• **Exercise**:
The whole listing needs to be returned exactly as it appears.
Start of Block
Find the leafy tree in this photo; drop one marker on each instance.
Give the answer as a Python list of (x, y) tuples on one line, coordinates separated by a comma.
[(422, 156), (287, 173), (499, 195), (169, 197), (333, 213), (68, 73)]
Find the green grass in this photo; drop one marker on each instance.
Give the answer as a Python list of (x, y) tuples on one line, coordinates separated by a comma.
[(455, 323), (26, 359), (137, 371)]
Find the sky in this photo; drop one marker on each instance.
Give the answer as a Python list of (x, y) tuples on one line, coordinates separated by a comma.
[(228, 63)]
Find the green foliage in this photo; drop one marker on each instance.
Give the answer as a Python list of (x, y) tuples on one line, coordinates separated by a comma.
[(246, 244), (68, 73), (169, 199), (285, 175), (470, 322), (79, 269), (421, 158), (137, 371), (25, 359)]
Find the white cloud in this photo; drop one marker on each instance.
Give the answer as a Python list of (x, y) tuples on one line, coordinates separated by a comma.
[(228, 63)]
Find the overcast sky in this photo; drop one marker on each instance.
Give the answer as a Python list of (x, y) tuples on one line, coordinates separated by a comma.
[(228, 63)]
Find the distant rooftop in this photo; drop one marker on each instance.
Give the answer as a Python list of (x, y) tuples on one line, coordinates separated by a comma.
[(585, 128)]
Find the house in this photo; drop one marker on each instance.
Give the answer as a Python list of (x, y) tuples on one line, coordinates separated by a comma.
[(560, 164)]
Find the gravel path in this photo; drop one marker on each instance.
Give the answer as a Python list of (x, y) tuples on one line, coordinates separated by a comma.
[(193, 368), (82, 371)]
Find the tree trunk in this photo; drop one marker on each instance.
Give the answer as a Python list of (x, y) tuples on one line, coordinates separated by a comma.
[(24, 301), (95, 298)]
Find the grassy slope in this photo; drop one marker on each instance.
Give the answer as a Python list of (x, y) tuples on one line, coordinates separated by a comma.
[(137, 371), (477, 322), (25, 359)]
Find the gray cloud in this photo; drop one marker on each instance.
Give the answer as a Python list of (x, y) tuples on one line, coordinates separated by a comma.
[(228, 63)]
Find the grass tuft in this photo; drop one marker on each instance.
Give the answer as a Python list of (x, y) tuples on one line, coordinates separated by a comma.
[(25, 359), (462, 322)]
End of Block
• **Written response**:
Find the leafy tree in this photo; drop one marker on each instance.
Give the answer as a Python list of (x, y) tuples on one line, coordinates separated by a comma.
[(422, 156), (287, 173), (499, 195), (169, 197), (333, 213), (68, 73)]
Find the green grass in this photo; drop one marker on each instance.
Give the answer as a Python list of (x, y) tuples on one line, coordinates separated by a comma.
[(455, 323), (26, 359), (137, 371)]
Find the sky in this photo; drop one marker on each instance.
Give the answer as a Python list of (x, y) tuples on one line, coordinates separated by a comma.
[(228, 63)]
Find the green foliage in this photo; drop one marker on each instance.
Give the answer as a Python list of (x, y) tuples on one line, coordinates separated by a comma.
[(246, 244), (68, 73), (169, 199), (285, 175), (470, 322), (79, 269), (421, 158), (137, 371), (25, 359)]
Find the white cloud in this photo; drop one marker on each instance.
Give the answer as a Python list of (x, y) tuples on one line, coordinates separated by a comma.
[(228, 63)]
Find the overcast sky in this photo; drop one marker on each instance.
Give the answer as a Python list of (x, y) tuples on one line, coordinates separated by a comma.
[(228, 63)]
Find the distant rooftop in this photo; drop one marker on each instance.
Give the answer as a Python list of (x, y) tuples on one line, coordinates separated by a comma.
[(585, 128)]
Find the house in this photo; drop one marker on each instance.
Give the answer as a Python list of (x, y) tuples on one line, coordinates separated by a comma.
[(560, 164)]
Find the gravel path in this photo; drop one marker on each instance.
Give the answer as a Python list of (x, y) tuples on one line, coordinates separated by a comma.
[(193, 368), (82, 371)]
Find the tree trunk in this photo; drop one marker on each instance.
Give the answer as a Python list of (x, y) tuples on one line, coordinates separated by a comma.
[(24, 301), (95, 298)]
Find the grassy slope in this photo; drop one marker on each instance.
Give the answer as a Python list of (x, y) tuples on one line, coordinates separated by a comma.
[(137, 371), (477, 322), (25, 359)]
Find the gray cloud in this photo; drop one marker on each instance.
Give the answer as a Python list of (x, y) tuples on one line, coordinates separated by a comma.
[(228, 63)]
Find the grass tuft in this photo; drop one marker on each instance.
Give the answer as a Python list of (x, y) tuples on one line, coordinates separated by a comma.
[(25, 359), (462, 322)]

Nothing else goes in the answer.